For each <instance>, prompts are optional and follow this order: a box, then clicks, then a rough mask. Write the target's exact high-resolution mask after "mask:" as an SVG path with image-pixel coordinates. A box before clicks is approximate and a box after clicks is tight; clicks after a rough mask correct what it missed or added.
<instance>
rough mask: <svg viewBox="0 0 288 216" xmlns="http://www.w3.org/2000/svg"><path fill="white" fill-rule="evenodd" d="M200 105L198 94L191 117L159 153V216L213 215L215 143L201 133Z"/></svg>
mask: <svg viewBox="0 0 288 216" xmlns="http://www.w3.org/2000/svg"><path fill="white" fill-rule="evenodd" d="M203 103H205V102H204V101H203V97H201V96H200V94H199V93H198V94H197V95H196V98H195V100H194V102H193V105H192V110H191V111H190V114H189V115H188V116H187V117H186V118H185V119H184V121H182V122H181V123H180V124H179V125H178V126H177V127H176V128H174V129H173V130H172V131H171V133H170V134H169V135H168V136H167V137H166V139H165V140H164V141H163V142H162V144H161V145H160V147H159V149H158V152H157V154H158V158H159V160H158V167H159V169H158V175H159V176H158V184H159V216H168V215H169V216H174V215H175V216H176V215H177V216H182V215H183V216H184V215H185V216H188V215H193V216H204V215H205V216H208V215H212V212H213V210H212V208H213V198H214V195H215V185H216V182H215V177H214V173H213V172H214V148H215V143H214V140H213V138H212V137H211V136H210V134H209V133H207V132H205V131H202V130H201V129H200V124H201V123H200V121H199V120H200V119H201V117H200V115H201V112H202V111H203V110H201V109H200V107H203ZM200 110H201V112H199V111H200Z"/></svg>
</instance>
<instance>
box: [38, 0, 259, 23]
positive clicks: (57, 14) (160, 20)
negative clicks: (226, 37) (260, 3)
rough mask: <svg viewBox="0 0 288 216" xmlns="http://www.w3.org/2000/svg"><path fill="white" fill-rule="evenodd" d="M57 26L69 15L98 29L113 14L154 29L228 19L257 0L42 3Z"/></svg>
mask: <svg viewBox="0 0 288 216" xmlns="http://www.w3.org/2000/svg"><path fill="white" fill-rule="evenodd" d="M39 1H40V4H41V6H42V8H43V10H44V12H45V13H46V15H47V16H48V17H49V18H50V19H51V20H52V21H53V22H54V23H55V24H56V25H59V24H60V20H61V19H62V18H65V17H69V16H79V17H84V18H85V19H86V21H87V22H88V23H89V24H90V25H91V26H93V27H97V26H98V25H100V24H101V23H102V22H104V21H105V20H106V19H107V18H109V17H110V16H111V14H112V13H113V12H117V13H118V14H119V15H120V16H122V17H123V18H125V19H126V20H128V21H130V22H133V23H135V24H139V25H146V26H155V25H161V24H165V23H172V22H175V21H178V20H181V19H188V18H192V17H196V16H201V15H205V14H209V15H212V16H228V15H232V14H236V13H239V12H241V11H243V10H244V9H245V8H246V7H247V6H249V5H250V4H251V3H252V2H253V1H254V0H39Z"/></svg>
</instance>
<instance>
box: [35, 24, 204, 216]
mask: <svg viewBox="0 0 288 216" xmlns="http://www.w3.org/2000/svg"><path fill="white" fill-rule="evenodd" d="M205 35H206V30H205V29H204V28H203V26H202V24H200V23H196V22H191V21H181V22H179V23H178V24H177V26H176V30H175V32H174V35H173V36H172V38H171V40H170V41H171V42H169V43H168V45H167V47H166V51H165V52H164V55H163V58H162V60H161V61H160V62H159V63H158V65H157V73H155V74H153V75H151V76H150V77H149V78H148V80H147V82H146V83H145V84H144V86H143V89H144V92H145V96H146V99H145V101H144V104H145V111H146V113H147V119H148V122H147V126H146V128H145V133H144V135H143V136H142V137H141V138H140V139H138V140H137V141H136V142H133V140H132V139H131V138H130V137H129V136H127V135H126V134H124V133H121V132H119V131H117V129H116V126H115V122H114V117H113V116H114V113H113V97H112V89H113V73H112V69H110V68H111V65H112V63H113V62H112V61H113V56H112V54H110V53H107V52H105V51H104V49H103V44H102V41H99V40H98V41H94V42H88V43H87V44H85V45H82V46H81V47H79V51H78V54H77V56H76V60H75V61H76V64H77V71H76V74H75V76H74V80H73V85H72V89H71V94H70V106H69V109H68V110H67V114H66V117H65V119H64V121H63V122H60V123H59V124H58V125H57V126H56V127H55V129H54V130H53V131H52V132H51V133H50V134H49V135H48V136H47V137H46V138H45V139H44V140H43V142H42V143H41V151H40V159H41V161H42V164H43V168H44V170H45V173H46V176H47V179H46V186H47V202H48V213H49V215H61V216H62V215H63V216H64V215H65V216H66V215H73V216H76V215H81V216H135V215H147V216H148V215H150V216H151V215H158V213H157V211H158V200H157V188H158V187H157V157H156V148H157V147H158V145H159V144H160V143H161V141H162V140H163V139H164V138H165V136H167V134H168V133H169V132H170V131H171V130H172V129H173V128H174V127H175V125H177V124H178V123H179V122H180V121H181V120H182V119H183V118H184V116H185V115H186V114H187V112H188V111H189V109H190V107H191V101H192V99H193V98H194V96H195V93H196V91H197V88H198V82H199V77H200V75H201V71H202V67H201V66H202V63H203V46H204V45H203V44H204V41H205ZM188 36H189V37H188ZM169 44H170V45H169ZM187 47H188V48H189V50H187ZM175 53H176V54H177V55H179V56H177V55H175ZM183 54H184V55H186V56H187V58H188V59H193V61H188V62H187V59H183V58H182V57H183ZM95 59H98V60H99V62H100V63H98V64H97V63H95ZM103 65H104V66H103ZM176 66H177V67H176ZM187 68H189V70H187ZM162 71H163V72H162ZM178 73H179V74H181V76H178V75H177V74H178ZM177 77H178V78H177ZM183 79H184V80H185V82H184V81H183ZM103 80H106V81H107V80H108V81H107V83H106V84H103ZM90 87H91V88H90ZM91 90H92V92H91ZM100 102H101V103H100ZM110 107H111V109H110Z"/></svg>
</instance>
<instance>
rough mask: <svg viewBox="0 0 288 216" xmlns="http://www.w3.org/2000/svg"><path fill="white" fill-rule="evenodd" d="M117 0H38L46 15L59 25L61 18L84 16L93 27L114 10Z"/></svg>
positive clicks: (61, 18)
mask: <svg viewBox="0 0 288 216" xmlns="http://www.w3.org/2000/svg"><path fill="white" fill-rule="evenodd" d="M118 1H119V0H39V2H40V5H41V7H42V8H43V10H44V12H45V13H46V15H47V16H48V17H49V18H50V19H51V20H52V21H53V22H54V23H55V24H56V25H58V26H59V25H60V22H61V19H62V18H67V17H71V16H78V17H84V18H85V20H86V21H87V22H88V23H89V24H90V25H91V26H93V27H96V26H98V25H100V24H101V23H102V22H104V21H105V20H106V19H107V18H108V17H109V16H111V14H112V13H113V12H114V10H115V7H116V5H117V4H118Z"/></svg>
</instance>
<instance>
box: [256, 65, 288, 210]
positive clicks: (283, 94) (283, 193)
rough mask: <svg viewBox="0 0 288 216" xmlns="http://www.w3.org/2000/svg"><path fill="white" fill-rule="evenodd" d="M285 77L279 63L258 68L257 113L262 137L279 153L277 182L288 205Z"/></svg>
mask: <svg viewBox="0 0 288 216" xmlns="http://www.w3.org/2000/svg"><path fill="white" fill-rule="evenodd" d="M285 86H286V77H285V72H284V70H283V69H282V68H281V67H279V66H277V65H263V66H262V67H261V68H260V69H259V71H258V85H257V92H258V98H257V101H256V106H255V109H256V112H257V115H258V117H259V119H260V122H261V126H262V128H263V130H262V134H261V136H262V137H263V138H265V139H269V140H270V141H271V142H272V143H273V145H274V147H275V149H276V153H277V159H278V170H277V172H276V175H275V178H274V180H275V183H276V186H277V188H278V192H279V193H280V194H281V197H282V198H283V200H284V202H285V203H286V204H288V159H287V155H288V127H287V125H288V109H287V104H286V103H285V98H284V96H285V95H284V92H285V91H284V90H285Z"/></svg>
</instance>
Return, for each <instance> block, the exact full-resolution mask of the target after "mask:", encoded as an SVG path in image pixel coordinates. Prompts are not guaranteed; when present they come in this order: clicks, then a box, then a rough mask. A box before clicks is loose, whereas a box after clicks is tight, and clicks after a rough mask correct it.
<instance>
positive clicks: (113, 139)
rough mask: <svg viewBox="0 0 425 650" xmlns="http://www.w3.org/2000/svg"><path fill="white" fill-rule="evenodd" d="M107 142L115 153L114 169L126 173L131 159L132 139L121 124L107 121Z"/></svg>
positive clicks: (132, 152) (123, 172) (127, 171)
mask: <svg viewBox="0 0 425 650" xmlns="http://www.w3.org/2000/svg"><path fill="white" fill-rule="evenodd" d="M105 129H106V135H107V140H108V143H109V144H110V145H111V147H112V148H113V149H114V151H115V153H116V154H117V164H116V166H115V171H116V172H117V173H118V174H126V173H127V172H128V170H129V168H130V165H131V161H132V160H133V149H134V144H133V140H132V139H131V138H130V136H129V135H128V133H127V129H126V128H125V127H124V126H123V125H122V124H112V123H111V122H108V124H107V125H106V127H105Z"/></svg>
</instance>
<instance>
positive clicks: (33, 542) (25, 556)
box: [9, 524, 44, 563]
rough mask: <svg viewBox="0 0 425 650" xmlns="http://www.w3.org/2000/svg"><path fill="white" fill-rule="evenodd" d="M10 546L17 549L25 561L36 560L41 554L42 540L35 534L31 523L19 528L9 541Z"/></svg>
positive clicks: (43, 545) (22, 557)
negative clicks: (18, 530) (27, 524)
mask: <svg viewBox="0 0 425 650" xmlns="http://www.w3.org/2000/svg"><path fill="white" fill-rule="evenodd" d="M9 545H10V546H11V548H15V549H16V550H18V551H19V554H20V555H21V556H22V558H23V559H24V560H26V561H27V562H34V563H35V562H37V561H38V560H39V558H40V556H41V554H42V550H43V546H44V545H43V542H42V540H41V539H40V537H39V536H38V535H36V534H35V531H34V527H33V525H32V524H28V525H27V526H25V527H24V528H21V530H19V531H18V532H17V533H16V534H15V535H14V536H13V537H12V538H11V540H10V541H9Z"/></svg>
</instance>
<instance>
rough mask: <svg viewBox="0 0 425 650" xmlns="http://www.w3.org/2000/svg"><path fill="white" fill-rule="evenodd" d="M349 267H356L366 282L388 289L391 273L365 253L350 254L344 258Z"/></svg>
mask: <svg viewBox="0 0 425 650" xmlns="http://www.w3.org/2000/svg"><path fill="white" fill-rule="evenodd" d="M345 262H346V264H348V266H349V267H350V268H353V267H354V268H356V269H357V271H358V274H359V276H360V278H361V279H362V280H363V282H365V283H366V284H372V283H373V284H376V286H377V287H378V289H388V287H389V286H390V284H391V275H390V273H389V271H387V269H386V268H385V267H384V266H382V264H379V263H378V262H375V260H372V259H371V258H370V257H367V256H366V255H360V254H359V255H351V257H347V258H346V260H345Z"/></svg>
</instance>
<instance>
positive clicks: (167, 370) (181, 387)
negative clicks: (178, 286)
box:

##########

Assigned task: Show me every line of the entries above that holds "target".

Output for this task:
For each <instance>, prompts are optional and follow this order: a box, then clicks, then a rough mask. Write the target's exact high-resolution mask after "mask:" as an SVG path with image-pixel coordinates. A box before clicks is approximate and a box after clicks is tight; clicks after a rough mask correct what it missed or added.
Return, for each <instance> block, the exact full-resolution mask of the target after "mask:", encoded as an SVG path in image pixel coordinates. Prompts are not guaranteed; when present they come in this order: clicks, then a box, then a rough mask. A box before clicks is loose, whereas a box after clicks is tight, and clicks after a rough mask correct it.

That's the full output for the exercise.